Vários realizadores de renome, na sua maioria europeus, lançaram esta segunda-feira uma petição endereçada aos líderes europeus para que a indústria do audiovisual fique de fora do novo acordo de comércio livre, que está a ser negociado entre a União Europeia (UE) e os Estados Unidos. Com duras críticas a Durão Barroso, os signatários desta petição, encabeçada pelo austríaco Michael Haneke, realizador de Amor, escrevem que a excepção cultural não é negociável.

A acção conjunta dos realizadores surge depois de Barack Obama ter anunciado em Fevereiro um acordo com a União Europeia, que  poderá representar um crescimento económico de 0,5% do PIB para os europeus e de 0,4% para os americanos em 2027. No entanto, os realizadores, como os irmãos belgas Luc e Jean-Pierre Dardenne, o francês Michel Hazanavicius, o espanhol Pedro Almodóvar ou o britânico Mike Leigh, temem os efeitos deste acordo, defendendo que se a excepção cultural existe é para que a Europa não seja inundada pela produção audiovisual americana. Devendo por isso manter-se assim e impor limites à importação de filmes americanos.

“Há 20 anos, a excepção cultural apareceu na cena internacional, levando ao reconhecimento de um estatuto específico para as obras audiovisuais, uma vez que estas não são bens como outros quaisquer, devendo por isso ser excluídas das negociações comerciais”, lê-se na petição, que explica que foi graças a esta medida que se conseguiu garantir uma diversidade cultural em toda a Europa. A excepção cultural "permite o intercâmbio e a compreensão mútua, sendo também um vector para o crescimento e a criação de emprego”, continua o texto da petição que conta já quase com cem assinaturas.

A fim de salvaguardar a sua própria diversidade cultural e promover a produção local, a União Europeia conseguiu uma isenção das regras do comércio livre da Organização Mundial do Comércio, conhecida por “excepção cultural”, que permite que os países europeus coloquem limites à importação de determinados bens culturais como os filmes. Esta excepção prevê ainda uma percentagem mínima de tempo de difusão para os programas europeus, reflectindo a preocupação de evitar que as produções americanas absorvam uma parte significativa do mercado.

* Excertos de dados

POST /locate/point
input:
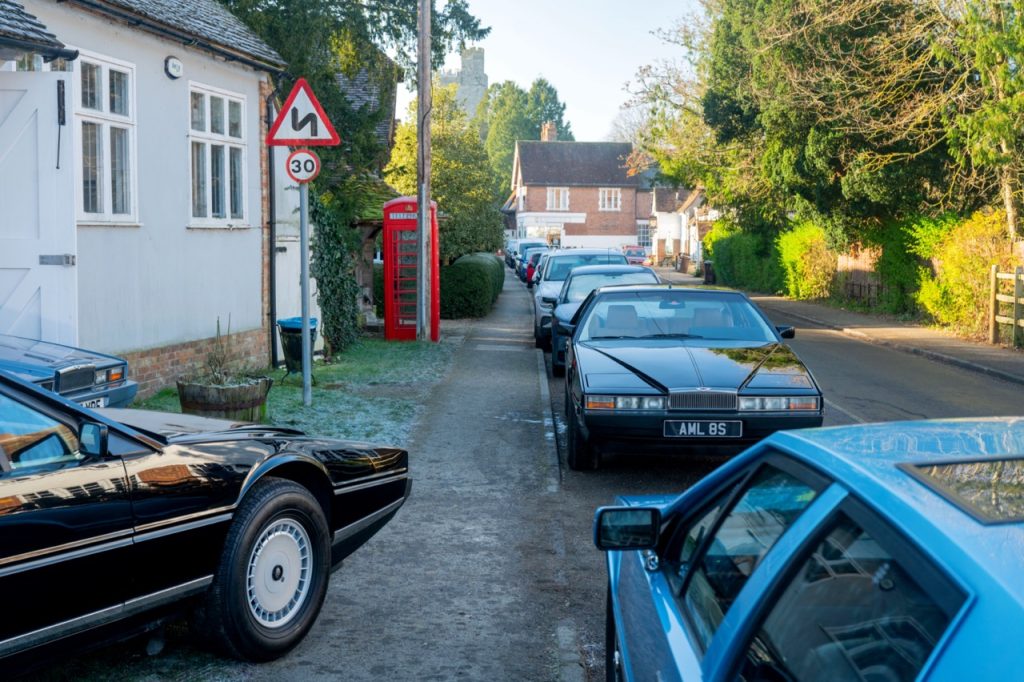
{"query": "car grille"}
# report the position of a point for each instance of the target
(702, 400)
(76, 378)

* Conjunto de tarefas
1. Extraia do texto sobre a petição dos realizadores o trecho que começa em "A acção conjunta" e termina em "de filmes americanos.", incluindo este último.
2. Copie sem alterações todas as linhas da listagem, omitindo as imagens.

* Soluções por tarefa
1.
A acção conjunta dos realizadores surge depois de Barack Obama ter anunciado em Fevereiro um acordo com a União Europeia, que  poderá representar um crescimento económico de 0,5% do PIB para os europeus e de 0,4% para os americanos em 2027. No entanto, os realizadores, como os irmãos belgas Luc e Jean-Pierre Dardenne, o francês Michel Hazanavicius, o espanhol Pedro Almodóvar ou o britânico Mike Leigh, temem os efeitos deste acordo, defendendo que se a excepção cultural existe é para que a Europa não seja inundada pela produção audiovisual americana. Devendo por isso manter-se assim e impor limites à importação de filmes americanos.

2.
POST /locate/point
input:
{"query": "car grille"}
# report the position of a point for each instance of the target
(702, 400)
(76, 378)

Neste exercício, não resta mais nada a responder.